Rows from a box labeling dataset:

====================

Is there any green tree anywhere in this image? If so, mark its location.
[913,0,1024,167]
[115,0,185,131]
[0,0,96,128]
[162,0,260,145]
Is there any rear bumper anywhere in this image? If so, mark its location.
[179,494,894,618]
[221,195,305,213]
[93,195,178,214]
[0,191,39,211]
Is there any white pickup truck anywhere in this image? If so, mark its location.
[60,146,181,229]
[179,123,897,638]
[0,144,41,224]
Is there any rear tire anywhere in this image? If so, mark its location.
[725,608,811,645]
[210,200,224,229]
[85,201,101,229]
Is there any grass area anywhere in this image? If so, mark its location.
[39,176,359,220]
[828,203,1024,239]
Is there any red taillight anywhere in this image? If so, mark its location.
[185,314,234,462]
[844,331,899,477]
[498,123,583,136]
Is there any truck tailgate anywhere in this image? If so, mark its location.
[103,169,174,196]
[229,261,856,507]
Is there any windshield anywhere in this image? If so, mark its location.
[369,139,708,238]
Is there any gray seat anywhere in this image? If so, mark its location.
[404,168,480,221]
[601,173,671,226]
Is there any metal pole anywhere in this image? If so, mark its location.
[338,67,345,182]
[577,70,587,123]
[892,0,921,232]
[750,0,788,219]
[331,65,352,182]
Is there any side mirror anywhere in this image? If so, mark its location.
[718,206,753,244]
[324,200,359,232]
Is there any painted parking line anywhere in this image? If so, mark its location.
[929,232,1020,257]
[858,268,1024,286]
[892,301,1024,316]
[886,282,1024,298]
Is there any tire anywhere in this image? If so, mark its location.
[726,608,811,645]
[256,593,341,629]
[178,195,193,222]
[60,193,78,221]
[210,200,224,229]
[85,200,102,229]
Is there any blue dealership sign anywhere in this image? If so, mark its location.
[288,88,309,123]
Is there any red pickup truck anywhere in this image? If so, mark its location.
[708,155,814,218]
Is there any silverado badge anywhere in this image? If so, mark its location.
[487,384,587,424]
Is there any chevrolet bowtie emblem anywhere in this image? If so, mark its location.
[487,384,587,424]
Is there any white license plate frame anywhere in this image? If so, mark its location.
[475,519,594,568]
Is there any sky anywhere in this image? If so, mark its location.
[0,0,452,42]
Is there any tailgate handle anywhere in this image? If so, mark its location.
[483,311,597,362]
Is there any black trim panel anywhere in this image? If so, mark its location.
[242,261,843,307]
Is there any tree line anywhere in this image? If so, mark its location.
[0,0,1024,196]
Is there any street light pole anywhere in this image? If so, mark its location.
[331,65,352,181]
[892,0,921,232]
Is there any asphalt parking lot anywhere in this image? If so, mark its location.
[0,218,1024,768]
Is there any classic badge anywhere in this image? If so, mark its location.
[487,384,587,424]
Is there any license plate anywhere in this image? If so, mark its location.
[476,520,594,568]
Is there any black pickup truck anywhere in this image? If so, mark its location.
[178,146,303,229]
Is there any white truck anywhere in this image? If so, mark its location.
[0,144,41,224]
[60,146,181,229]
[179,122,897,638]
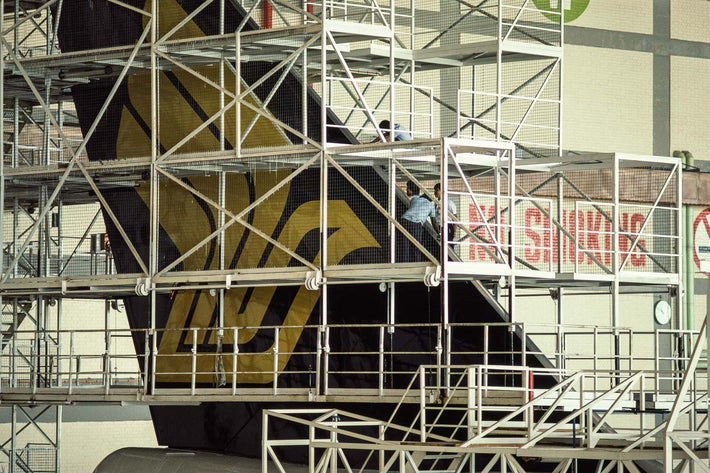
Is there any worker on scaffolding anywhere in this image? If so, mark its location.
[372,120,412,143]
[401,181,436,262]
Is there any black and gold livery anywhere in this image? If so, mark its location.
[58,0,552,455]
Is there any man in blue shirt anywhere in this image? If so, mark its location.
[402,181,437,262]
[374,120,412,141]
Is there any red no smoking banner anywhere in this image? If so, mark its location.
[693,207,710,269]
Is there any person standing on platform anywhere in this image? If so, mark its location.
[402,181,436,262]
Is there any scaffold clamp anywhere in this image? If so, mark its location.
[306,271,323,291]
[135,278,150,296]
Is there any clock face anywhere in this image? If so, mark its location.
[653,300,672,325]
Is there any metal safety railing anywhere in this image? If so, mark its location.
[0,323,705,398]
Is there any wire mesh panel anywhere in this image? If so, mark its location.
[15,443,57,473]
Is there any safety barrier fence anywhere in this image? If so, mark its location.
[3,140,681,292]
[0,323,706,399]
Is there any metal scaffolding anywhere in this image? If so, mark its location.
[0,0,707,471]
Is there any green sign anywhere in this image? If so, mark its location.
[533,0,589,23]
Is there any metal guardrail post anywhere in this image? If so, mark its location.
[143,330,150,394]
[377,325,385,396]
[419,366,426,442]
[190,328,197,396]
[68,332,74,395]
[150,329,158,395]
[232,327,239,396]
[272,327,280,396]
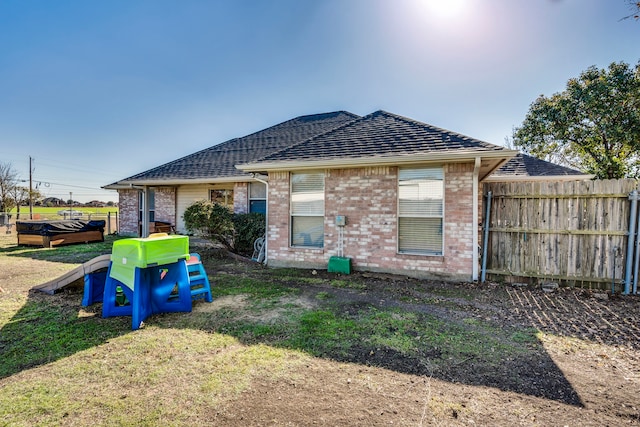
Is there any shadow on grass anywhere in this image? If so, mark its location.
[180,303,584,407]
[0,235,122,264]
[10,251,640,407]
[0,287,131,379]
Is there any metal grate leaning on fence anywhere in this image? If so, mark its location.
[483,179,640,292]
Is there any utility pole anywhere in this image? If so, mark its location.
[29,156,33,219]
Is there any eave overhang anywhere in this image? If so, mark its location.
[236,149,518,180]
[102,175,254,190]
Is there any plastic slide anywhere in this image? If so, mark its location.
[32,254,111,295]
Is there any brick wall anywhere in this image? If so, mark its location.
[154,187,176,225]
[233,182,249,213]
[268,164,474,280]
[118,187,176,236]
[118,189,140,236]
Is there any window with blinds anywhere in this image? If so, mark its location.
[398,167,444,255]
[249,182,267,214]
[290,172,324,248]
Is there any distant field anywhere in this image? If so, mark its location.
[5,206,118,223]
[9,206,118,215]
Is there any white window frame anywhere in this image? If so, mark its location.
[247,182,267,212]
[289,171,325,249]
[397,166,445,256]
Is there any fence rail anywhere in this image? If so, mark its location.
[0,209,119,234]
[483,179,638,290]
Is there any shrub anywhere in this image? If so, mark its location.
[183,200,265,256]
[233,212,266,255]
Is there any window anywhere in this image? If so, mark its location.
[249,182,267,214]
[291,172,324,248]
[138,188,156,222]
[209,190,233,210]
[398,167,444,255]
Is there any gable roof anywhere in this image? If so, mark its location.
[104,111,360,189]
[237,111,517,177]
[487,153,593,181]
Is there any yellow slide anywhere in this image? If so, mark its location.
[32,254,111,295]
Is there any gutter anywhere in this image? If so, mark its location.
[236,150,518,172]
[471,157,482,282]
[251,173,269,265]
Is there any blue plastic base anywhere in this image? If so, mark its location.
[82,271,107,307]
[102,259,191,330]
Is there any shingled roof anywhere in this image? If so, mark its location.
[105,111,360,188]
[238,111,516,176]
[489,153,592,181]
[104,111,590,189]
[248,111,504,162]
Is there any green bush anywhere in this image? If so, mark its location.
[183,200,265,256]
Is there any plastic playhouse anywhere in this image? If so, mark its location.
[82,233,213,330]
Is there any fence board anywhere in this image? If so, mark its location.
[482,179,638,286]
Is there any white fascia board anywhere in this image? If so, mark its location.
[236,149,518,172]
[482,175,595,182]
[102,175,253,190]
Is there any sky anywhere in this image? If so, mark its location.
[0,0,640,202]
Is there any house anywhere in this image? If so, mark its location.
[484,153,594,182]
[104,111,592,280]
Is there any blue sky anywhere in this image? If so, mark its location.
[0,0,640,201]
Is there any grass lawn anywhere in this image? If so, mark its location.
[0,232,640,426]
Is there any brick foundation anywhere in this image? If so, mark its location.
[268,164,474,280]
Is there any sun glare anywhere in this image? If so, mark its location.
[418,0,470,21]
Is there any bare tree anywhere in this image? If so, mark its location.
[0,163,18,212]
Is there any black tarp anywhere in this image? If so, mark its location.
[16,219,105,236]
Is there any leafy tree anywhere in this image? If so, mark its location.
[513,62,640,179]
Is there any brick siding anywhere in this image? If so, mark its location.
[267,164,474,280]
[118,189,140,236]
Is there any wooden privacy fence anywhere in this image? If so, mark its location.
[483,179,638,292]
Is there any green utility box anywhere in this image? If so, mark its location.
[327,256,351,274]
[109,235,189,290]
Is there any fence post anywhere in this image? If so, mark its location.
[480,191,492,283]
[624,190,638,295]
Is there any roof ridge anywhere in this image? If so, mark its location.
[371,110,502,147]
[244,111,367,163]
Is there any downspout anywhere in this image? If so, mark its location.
[251,173,269,265]
[471,157,480,282]
[140,185,149,237]
[480,191,493,283]
[625,190,640,294]
[130,184,149,237]
[614,190,638,295]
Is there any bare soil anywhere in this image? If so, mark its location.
[201,256,640,426]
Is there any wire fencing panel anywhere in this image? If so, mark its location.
[483,179,638,288]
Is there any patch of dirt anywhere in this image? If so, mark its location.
[208,256,640,426]
[0,239,640,426]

====================

Rewrite the rows from the line containing "Is there any fence post" through the line containing "[244,111,367,163]", keeping the request lines as they are and shifting every bounding box coordinate up by 15.

Is there any fence post anywhere in this image? If so, mark its location.
[495,206,507,298]
[639,205,653,310]
Is there any roof ridge anywhere in this image? If so, mark its location.
[386,125,517,162]
[259,126,382,178]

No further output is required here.